DATA LINES:
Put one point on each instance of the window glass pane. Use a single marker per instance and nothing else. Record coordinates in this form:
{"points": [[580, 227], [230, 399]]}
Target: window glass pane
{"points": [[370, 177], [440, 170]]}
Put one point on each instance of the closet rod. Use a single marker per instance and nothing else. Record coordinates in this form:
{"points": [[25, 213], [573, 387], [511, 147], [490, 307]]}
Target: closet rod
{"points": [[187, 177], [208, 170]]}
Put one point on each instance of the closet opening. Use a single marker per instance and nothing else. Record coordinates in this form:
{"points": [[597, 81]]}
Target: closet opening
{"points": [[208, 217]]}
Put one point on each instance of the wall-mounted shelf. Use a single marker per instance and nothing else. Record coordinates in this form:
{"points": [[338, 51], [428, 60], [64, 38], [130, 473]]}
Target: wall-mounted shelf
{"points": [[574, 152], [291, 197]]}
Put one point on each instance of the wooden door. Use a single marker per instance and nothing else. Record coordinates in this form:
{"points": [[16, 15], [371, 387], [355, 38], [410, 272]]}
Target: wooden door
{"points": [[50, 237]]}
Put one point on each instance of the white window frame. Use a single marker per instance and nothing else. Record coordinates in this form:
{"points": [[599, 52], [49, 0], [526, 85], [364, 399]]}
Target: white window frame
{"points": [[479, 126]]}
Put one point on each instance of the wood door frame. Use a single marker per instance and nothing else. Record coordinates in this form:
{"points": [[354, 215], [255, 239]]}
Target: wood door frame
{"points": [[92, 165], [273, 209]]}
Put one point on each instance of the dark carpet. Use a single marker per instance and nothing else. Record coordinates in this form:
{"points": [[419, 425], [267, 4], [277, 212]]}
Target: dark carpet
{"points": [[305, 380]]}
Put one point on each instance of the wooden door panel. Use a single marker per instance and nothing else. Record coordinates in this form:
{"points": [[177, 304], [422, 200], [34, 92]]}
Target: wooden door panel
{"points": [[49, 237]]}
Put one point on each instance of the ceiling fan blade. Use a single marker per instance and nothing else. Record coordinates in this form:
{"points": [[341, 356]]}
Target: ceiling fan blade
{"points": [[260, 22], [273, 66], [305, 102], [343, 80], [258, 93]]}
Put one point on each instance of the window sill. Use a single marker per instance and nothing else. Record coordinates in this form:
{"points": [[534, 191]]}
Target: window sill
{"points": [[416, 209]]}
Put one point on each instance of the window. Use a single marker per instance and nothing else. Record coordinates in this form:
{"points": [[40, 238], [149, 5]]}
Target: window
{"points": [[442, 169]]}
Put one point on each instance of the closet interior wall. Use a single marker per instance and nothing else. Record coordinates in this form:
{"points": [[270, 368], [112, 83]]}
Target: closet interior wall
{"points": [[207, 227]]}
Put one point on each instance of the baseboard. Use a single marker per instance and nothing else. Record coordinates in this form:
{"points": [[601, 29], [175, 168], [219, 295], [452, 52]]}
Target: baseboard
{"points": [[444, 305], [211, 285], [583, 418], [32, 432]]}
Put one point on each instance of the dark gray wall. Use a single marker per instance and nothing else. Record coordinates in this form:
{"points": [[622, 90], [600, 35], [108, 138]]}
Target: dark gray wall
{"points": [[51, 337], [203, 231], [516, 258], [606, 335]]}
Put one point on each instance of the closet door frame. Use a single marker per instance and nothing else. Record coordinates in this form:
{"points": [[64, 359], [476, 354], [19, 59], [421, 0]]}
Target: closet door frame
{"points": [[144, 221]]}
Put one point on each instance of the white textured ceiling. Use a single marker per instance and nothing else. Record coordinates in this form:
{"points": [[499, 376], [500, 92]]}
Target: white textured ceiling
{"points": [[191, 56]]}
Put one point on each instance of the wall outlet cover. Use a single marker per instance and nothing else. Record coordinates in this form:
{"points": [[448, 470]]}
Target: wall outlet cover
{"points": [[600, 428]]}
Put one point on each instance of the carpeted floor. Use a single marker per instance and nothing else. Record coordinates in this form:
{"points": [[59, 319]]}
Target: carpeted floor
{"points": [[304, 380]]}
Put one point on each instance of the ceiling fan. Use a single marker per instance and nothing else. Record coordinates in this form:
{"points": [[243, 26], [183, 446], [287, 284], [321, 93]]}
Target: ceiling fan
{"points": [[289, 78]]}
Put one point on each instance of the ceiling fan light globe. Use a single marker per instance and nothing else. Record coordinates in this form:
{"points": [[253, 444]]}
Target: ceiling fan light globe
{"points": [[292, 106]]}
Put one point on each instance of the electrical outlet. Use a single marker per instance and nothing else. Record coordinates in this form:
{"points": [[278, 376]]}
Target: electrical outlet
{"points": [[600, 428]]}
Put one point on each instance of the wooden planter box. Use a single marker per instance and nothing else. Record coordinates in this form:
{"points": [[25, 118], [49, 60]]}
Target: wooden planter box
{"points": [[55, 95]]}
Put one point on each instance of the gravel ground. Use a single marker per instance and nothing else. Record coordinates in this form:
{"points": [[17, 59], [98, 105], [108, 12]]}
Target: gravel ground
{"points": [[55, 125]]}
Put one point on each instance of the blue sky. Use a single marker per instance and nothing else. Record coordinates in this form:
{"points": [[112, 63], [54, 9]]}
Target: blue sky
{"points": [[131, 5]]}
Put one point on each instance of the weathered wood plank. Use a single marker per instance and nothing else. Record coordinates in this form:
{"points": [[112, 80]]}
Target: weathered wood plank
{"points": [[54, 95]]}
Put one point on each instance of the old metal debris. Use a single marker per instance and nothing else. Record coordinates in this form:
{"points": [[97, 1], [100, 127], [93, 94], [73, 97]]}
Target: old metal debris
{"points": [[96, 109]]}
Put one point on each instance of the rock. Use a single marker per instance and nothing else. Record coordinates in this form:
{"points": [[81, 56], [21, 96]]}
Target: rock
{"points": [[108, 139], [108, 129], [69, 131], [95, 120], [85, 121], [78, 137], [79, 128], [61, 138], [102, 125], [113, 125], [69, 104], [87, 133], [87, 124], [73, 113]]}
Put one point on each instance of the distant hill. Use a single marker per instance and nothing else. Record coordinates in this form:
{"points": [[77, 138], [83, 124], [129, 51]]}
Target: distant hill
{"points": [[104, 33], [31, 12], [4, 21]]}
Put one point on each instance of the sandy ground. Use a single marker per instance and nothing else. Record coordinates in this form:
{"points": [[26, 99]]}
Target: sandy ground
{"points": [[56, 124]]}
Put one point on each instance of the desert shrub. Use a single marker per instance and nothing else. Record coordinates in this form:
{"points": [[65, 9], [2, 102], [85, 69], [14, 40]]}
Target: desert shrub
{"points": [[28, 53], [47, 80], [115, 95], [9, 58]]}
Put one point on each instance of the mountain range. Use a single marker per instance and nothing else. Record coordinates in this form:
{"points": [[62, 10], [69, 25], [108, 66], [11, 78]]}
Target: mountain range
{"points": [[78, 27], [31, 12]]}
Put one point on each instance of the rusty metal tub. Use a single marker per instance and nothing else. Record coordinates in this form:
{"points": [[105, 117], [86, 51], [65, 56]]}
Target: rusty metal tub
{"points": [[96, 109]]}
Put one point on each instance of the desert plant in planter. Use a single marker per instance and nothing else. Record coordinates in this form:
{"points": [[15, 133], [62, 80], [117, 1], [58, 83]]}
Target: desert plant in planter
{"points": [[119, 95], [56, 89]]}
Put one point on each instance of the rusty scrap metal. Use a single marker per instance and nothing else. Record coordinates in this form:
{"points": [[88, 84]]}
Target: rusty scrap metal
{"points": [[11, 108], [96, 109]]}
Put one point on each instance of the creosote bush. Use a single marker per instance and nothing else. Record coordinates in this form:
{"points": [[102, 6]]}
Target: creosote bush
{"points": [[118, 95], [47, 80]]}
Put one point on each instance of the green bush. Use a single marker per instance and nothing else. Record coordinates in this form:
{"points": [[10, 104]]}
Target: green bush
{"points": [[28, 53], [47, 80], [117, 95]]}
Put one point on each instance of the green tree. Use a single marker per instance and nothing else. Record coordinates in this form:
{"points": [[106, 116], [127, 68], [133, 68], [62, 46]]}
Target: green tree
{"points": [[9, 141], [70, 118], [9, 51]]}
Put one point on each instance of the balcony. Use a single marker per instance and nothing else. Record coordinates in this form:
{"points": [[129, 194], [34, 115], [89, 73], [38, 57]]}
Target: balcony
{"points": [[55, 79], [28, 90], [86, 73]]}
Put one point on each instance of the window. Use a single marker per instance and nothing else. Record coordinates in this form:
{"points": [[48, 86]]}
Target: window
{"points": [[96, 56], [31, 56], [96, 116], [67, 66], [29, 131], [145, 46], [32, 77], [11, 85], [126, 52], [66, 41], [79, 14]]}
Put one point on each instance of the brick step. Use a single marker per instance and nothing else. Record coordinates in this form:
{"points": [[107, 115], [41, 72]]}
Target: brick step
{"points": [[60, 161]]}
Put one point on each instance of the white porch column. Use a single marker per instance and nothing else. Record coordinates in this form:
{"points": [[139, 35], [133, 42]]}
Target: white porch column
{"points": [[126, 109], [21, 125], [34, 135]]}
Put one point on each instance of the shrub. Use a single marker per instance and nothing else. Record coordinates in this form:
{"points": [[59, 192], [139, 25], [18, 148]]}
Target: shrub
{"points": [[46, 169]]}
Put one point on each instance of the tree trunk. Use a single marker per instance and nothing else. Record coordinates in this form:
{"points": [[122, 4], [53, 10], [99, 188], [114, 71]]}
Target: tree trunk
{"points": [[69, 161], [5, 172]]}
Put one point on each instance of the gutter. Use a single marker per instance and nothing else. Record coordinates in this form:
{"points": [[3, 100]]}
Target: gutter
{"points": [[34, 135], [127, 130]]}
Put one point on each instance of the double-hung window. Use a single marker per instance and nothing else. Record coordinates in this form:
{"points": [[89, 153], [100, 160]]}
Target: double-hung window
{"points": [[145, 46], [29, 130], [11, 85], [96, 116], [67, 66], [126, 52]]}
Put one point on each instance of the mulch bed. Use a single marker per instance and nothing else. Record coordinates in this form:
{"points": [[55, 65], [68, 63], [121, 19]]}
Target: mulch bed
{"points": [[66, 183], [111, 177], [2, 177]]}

WHAT TO PRODUCE: Pull out every line from the one with "Put one point on each instance of the double-hung" to the end of the listing, and output only those.

ANSWER TO THE PROBLEM:
Put one point on each instance of the double-hung window. Use a single marker per instance and nothing else. Record coordinates in this form:
{"points": [[89, 153], [100, 160]]}
Target: double-hung window
{"points": [[145, 46], [29, 130], [11, 85], [96, 116], [67, 66], [126, 52]]}
Put one point on each instance of the mulch bed. Use a single marker per instance and nothing else. Record coordinates in this form:
{"points": [[55, 65], [68, 63], [121, 19]]}
Target: mulch bed
{"points": [[66, 183], [111, 177], [2, 177]]}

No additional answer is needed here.